TEXT —
= = =
You are viewing a plain text version of this content. The canonical link for it is here.

Posted to common-user@hadoop.apache.org by Jim the Standing Bear <st...@gmail.com> on 2008/01/16 16:59:39 UTC

a question on number of parallel tasks

Hi,

How do I make hadoop split its output?  The program I am writing
crawls a catalog tree from a single url, so initially the input
contains only one entry.  after a few iterations, it will have tens of
thousands of urls.  But what I noticed is that the file is always in
one block (part-00000).   What I would like to have is once the number
of entries increases, it can parallelize the job.  Currently it
doesn't seem to be case.

-- 
--------------------------------------
Standing Bear Has Spoken
--------------------------------------

Re: a question on number of parallel tasks

Posted by Jim the Standing Bear <st...@gmail.com>.

Thanks, Miles.

On Jan 16, 2008 11:51 AM, Miles Osborne <mi...@inf.ed.ac.uk> wrote:
> The number of reduces should be a function of the amount of data needing
> reducing, not the number of mappers.
>
> For example,  your mappers might delete  90% of the input data, in which
> case you should only need 1/10 of the number of reducers as mappers.
>
> Miles
>
>
> On 16/01/2008, Jim the Standing Bear <st...@gmail.com> wrote:
> >
> > hmm.. interesting... these are supposed to be the output from mappers
> > (and default reducers since I didn't specify any for those jobs)...
> > but shouldn't the number of reducers match the number of mappers?  If
> > there was only one reducer, it would mean I only had one mapper task
> > running??  That is why I asked my question in the first place, because
> > I suspect my jobs were not being running in parallel.
> >
> > On Jan 16, 2008 11:42 AM, Ted Dunning <td...@veoh.com> wrote:
> > >
> > > The part nomenclature does not refer to splits.  It refers to how many
> > > reduce processes were involved in actually writing the output
> > file.  Files
> > > are split at read-time as necessary.
> > >
> > > You will get more of them if you have more reducers.
> > >
> > >
> > >
> > > On 1/16/08 8:25 AM, "Jim the Standing Bear" <st...@gmail.com>
> > wrote:
> > >
> > > > Thanks Ted.  I just didn't ask it right.  Here is a stupid 101
> > > > question, which I am sure the answer lies in the documentation
> > > > somewhere, just that I was having some difficulties in finding it...
> > > >
> > > > when I do an "ls" on the dfs,  I would see this:
> > > > /user/bear/output/part-00000 <r 4>
> > > >
> > > > I probably got confused on what the part-##### means... I thought
> > > > part-##### tells how many splits a file has... so far, I have only
> > > > seen part-00000.  When will it have part-00001, 00002, etc?
= = =
GIVEN PROBLEM 1 — Find every line in the records that contains the string "scooter", and copy each of those lines.
= = =
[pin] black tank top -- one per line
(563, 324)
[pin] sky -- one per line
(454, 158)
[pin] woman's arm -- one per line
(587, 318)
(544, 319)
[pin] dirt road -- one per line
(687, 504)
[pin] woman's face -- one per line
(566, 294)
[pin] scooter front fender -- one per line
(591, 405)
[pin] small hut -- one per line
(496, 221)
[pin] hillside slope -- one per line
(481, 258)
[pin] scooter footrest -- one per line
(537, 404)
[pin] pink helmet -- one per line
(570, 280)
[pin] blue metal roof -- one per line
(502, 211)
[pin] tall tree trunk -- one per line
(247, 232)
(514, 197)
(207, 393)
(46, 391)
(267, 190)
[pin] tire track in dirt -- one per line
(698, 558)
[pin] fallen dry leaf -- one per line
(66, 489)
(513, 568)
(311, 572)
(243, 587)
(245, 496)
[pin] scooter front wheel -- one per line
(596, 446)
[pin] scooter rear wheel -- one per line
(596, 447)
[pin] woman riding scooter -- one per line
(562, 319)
= = =
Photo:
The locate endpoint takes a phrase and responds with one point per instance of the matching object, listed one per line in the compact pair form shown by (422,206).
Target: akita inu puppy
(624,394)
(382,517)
= = =
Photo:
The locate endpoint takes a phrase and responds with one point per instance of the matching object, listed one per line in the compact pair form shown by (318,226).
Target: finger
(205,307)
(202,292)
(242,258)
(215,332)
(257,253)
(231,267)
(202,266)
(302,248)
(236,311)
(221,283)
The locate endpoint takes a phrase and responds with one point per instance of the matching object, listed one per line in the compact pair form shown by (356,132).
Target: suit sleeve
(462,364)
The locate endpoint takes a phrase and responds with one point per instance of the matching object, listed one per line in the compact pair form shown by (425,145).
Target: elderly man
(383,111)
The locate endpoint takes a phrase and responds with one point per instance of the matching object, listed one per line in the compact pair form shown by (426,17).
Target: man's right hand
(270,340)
= = =
GIVEN PROBLEM 2 — Name each person who writes a message in the Hadoop mailing list thread above.

ANSWER 1 —
[pin] scooter front fender -- one per line
[pin] scooter footrest -- one per line
[pin] scooter front wheel -- one per line
[pin] scooter rear wheel -- one per line
[pin] woman riding scooter -- one per line

ANSWER 2 —
Jim the Standing Bear
Miles Osborne
Ted Dunning